» **WORK ITEM**
Return the data below unchanged, without images.

━━ INPUT RECORDS

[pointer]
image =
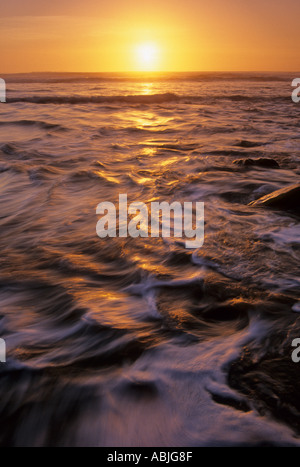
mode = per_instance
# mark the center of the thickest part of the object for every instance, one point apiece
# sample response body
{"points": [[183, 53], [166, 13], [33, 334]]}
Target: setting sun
{"points": [[147, 56]]}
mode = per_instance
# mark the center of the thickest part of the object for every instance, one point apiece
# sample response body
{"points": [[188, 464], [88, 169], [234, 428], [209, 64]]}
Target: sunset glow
{"points": [[147, 56], [121, 36]]}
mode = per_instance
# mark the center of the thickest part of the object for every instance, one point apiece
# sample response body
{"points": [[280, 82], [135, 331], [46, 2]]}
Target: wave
{"points": [[37, 123]]}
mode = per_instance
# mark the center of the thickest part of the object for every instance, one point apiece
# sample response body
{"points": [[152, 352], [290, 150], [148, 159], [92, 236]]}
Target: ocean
{"points": [[141, 341]]}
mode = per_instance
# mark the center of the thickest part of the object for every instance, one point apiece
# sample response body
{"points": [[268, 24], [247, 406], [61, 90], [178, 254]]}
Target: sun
{"points": [[147, 56]]}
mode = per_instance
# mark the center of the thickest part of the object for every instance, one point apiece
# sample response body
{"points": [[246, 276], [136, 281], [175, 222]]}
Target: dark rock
{"points": [[287, 199], [262, 162]]}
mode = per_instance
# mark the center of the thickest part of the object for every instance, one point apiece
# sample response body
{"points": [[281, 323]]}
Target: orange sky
{"points": [[187, 35]]}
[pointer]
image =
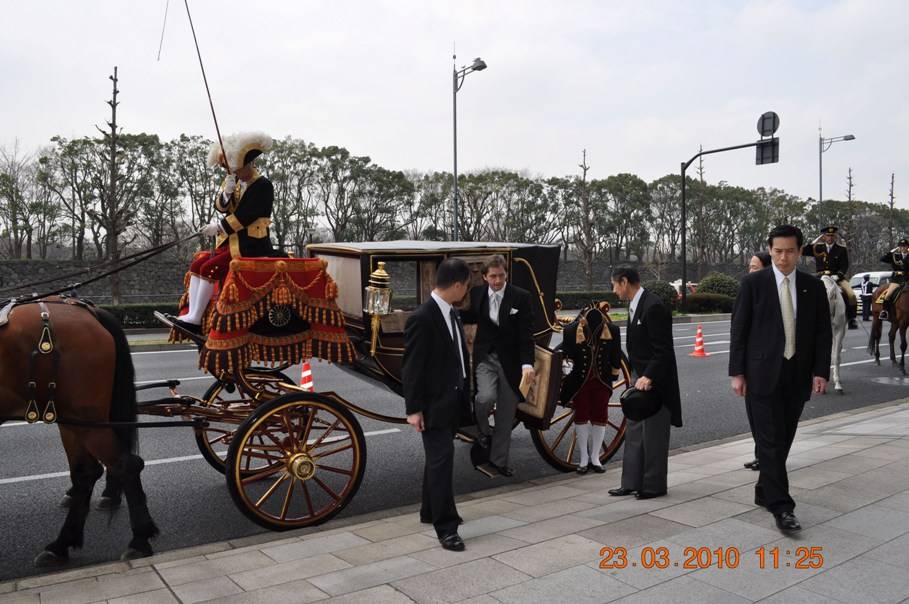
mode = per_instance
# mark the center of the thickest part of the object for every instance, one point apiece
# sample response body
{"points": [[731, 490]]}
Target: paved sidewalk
{"points": [[541, 541]]}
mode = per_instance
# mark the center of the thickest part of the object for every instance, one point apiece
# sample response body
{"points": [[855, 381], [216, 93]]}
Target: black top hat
{"points": [[638, 405]]}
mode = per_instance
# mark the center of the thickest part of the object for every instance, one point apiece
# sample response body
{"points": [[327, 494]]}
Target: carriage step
{"points": [[171, 384]]}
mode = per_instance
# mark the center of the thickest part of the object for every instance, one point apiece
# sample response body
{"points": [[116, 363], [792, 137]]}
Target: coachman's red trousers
{"points": [[591, 403], [212, 266]]}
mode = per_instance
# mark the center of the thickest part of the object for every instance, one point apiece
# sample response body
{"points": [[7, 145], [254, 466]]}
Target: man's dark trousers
{"points": [[438, 493], [775, 419]]}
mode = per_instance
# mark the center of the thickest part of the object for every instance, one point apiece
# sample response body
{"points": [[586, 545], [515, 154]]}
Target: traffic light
{"points": [[767, 151]]}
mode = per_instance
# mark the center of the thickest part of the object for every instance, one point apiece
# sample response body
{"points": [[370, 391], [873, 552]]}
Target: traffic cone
{"points": [[699, 344], [306, 378]]}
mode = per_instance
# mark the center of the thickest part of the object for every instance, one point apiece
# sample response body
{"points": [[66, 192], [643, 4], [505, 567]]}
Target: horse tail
{"points": [[123, 406]]}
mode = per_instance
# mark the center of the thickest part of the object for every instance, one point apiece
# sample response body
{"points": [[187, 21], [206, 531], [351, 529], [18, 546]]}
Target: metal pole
{"points": [[454, 106], [684, 242], [820, 175]]}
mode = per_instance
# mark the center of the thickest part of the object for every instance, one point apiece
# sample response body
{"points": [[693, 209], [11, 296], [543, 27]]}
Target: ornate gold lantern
{"points": [[378, 302]]}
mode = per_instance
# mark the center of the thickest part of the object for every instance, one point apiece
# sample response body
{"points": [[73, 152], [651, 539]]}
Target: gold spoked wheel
{"points": [[234, 404], [558, 444], [296, 461]]}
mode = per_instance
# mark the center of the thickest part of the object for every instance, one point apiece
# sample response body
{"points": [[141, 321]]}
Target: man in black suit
{"points": [[503, 354], [779, 354], [434, 376], [651, 354]]}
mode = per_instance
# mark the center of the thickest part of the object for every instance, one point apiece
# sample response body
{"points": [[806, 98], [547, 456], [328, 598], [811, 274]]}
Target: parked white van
{"points": [[877, 278]]}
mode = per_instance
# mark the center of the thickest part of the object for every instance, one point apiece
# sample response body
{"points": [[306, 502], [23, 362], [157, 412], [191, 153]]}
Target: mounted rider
{"points": [[245, 200], [898, 258], [832, 258]]}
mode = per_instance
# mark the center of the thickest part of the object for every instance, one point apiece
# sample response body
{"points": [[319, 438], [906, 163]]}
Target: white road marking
{"points": [[135, 354], [155, 462], [194, 377]]}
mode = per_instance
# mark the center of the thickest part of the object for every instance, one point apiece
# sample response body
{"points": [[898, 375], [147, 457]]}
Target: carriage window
{"points": [[403, 275]]}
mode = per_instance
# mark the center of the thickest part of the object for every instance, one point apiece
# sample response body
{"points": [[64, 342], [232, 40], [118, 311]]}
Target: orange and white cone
{"points": [[306, 378], [699, 344]]}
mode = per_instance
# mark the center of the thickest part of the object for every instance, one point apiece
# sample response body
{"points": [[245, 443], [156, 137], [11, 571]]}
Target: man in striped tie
{"points": [[779, 355]]}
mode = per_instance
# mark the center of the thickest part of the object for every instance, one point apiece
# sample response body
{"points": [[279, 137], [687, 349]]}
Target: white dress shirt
{"points": [[495, 308], [779, 283], [445, 307], [633, 305]]}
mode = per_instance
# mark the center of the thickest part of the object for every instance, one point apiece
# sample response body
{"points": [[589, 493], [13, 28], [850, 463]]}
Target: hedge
{"points": [[665, 291], [705, 303], [139, 315], [718, 283]]}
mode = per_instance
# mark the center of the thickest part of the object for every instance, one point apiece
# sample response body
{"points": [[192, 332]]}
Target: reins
{"points": [[119, 265]]}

━━━━

» **OUTPUT OF THE EXERCISE**
[pointer]
image =
mode = per_instance
# mark the center of the thickest part of the object for every instance, one point apiece
# sample response body
{"points": [[183, 53], [166, 13], [33, 334]]}
Target: setting sun
{"points": [[147, 56]]}
mode = per_instance
# mark the center of the thickest part of the object for every instance, one point apiece
# sample response body
{"points": [[188, 464], [88, 169], [234, 428], [209, 64]]}
Target: sunset glow
{"points": [[147, 56], [121, 36]]}
mode = per_instance
# mark the center of the thickest part of the object for every instance, one point apiece
# sample response body
{"points": [[280, 82], [135, 331], [46, 2]]}
Target: wave
{"points": [[37, 123]]}
mode = per_instance
# mark the center of the thickest part of the object for every instance, one point apiece
# sample response body
{"points": [[152, 352], [290, 150], [148, 159], [92, 236]]}
Target: ocean
{"points": [[141, 341]]}
mode = per_instance
# mark the center of the thickest part of the object for every instance, one point apiece
# sample response body
{"points": [[268, 24], [247, 406], [61, 90], [178, 254]]}
Target: sun
{"points": [[147, 56]]}
mode = per_instance
# mark the center of the thickest part of the object for every instance, one point apiece
# sample response body
{"points": [[246, 276], [136, 281], [175, 222]]}
Target: dark rock
{"points": [[287, 199], [262, 162]]}
mode = per_instance
# mark the center of the thickest part of the object for every instance, one point apiece
# sample response body
{"points": [[281, 323]]}
Target: orange sky
{"points": [[187, 35]]}
[pointer]
image =
mode = per_instance
# mark the center of the thickest part of the object for every instance, one point apiece
# sample response body
{"points": [[731, 490]]}
Target: paved sidewalk
{"points": [[541, 541]]}
mode = per_instance
# mark the center of the thickest part of the object for every instance, one point apiece
# sample response body
{"points": [[855, 381], [216, 93]]}
Target: black top hat
{"points": [[638, 405]]}
mode = per_instance
# mark the center of the thickest part of the object for every instance, one point apiece
# sample response body
{"points": [[327, 494]]}
Target: carriage step
{"points": [[171, 384]]}
mode = per_instance
# mark the center of the thickest part of the object for every instance, one point apiece
# sample response body
{"points": [[116, 363], [792, 137]]}
Target: coachman's red trousers
{"points": [[591, 403], [212, 266]]}
mode = per_instance
# mark the center of the thickest part of the object for every instance, one point apiece
# sample response body
{"points": [[7, 145], [254, 466]]}
Target: man's dark trousers
{"points": [[438, 493], [775, 419]]}
mode = per_instance
# mark the center of the thickest part of the object for every instance, one point apiece
# sample response body
{"points": [[586, 545], [515, 154]]}
Target: traffic light
{"points": [[767, 151]]}
mode = per_instance
# mark the center of the thickest part of the object for every instance, one point apiece
# sample response body
{"points": [[370, 391], [873, 552]]}
Target: traffic cone
{"points": [[699, 344], [306, 378]]}
mode = per_instance
# mark the center of the thickest part of the object for every instance, one point apiece
# sample response body
{"points": [[66, 192], [643, 4], [505, 567]]}
Target: horse tail
{"points": [[123, 406]]}
mode = per_instance
# mark the center of the thickest part of the object for every instance, one point apiece
# sample response body
{"points": [[187, 21], [206, 531], [351, 529], [18, 546]]}
Target: metal pole
{"points": [[454, 106], [684, 242], [820, 175]]}
mode = per_instance
# mark the center of the thickest part of the object for every instance, one point apiece
# sample response body
{"points": [[693, 209], [11, 296], [543, 27]]}
Target: ornate gold lantern
{"points": [[378, 302]]}
mode = per_instance
# mark the center of the thickest part of the object for every instance, one point apiece
# sample response body
{"points": [[73, 152], [651, 539]]}
Target: gold spoked wheel
{"points": [[234, 404], [558, 444], [296, 461]]}
mode = per_instance
# mark the center of the thickest part of the object for every instance, one point apiece
# sample response body
{"points": [[141, 321]]}
Target: man in black suit
{"points": [[503, 354], [779, 354], [434, 376], [651, 354]]}
mode = per_instance
# mark the center of the thickest part of the object for every instance, one point apiece
# sample response body
{"points": [[806, 98], [547, 456], [328, 598], [811, 274]]}
Target: parked white van
{"points": [[877, 278]]}
mode = per_instance
# mark the center of the thickest part of the object for every instance, one point apiece
# sample response body
{"points": [[306, 502], [23, 362], [157, 412], [191, 153]]}
Target: mounted rider
{"points": [[245, 200], [898, 258], [832, 258]]}
mode = per_instance
# mark the center of the thickest part of the object for every instance, one point apiece
# sample response body
{"points": [[319, 438], [906, 163]]}
Target: white road marking
{"points": [[135, 354], [155, 462], [194, 377]]}
mode = per_instance
# mark the center of the thickest part of the object for every instance, one point apiece
# sample response body
{"points": [[898, 375], [147, 457]]}
Target: carriage window
{"points": [[403, 275]]}
mode = per_instance
# mark the center of the thickest part of the object for every instance, one point apiece
# sample response body
{"points": [[64, 342], [232, 40], [118, 311]]}
Target: orange and white cone
{"points": [[306, 378], [699, 344]]}
mode = per_instance
# mark the center of the thickest part of the object for every instance, one point apiece
# sample response body
{"points": [[245, 443], [156, 137], [11, 571]]}
Target: man in striped tie
{"points": [[779, 355]]}
mode = per_instance
# mark the center of the thickest part of the object for every instance, one point apiece
# sample response body
{"points": [[279, 137], [687, 349]]}
Target: white dress shirt
{"points": [[495, 308], [779, 283], [445, 307], [633, 305]]}
mode = per_instance
# mark the center of the thickest part of the object for every instance, one point apiece
# sample response body
{"points": [[589, 493], [13, 28], [850, 463]]}
Target: hedge
{"points": [[665, 291], [705, 303], [139, 315], [718, 283]]}
mode = per_instance
# mark the center of the thickest part of the object for every instance, one point apiece
# sample response body
{"points": [[192, 332]]}
Target: reins
{"points": [[119, 265]]}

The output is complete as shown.